Copy out the data below. Keep every word as it is.

□ □ □ □ □ □ □

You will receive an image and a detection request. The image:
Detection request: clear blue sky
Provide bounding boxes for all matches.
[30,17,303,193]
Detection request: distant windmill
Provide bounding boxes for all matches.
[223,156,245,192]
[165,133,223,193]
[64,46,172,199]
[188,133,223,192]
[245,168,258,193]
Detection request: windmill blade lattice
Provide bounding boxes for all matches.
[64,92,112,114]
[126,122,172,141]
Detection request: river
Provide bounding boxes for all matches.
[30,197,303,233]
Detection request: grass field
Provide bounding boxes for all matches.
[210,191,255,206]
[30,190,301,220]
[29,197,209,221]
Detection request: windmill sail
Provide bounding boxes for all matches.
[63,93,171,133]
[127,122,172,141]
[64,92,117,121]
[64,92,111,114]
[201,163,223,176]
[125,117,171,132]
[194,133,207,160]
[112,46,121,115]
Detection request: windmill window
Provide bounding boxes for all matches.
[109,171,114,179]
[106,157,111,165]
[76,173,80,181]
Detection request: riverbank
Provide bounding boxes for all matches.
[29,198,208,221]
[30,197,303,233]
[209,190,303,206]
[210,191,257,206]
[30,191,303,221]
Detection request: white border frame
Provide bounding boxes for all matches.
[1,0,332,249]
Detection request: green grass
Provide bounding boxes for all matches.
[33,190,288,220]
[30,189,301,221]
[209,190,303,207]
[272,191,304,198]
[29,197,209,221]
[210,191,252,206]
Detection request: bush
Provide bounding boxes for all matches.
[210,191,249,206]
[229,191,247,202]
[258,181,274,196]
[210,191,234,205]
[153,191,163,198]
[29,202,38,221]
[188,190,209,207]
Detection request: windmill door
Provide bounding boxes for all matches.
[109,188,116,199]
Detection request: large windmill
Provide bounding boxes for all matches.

□ □ □ □ □ □ □

§ **OUTPUT**:
You will receive an image and a detection request. The image:
Detection request: clear blue sky
Provide bounding boxes for all matches.
[30,17,303,193]
Detection request: distant windmill
Provide bounding boxes for all matches.
[223,156,245,192]
[165,133,223,193]
[64,46,172,199]
[188,133,223,192]
[245,168,258,193]
Detection request: windmill blade lattice
Provide bounding boxes for all matches.
[64,92,112,114]
[126,122,172,141]
Detection request: river
Provide bounding boxes for all matches.
[30,197,303,233]
Detection request: grass field
Provide bounding boxes for all matches.
[210,191,255,206]
[30,190,301,220]
[29,197,209,221]
Detection request: windmill sail
Provide bounding boxes for all matches.
[63,93,171,133]
[127,122,172,141]
[64,92,117,121]
[64,92,111,114]
[201,163,223,176]
[125,117,171,132]
[194,133,207,160]
[112,46,121,115]
Detection request: windmill window
Provide bounding boxes for all matches.
[109,171,114,179]
[106,157,111,165]
[76,173,80,181]
Detection request: riverbank
Provide bounding boxes for all matches.
[29,198,208,221]
[30,197,303,233]
[209,190,303,206]
[210,191,257,206]
[30,191,303,221]
Detection request: white border frame
Provide bounding boxes for all matches.
[1,0,332,249]
Detection request: green grass
Provide bounding boxes for all matches.
[33,190,288,220]
[30,189,301,221]
[209,190,303,207]
[272,191,304,198]
[29,197,209,221]
[210,191,252,206]
Detection request: bush
Provide bounding boxes for all matches.
[210,191,249,206]
[229,191,247,202]
[258,181,274,196]
[210,191,234,205]
[153,191,163,198]
[29,202,38,221]
[188,190,209,207]
Detection request: windmill door
Provide bounding boxes for all matches.
[109,188,116,199]
Detection request: large windmill
Provide bounding boxes for all matches.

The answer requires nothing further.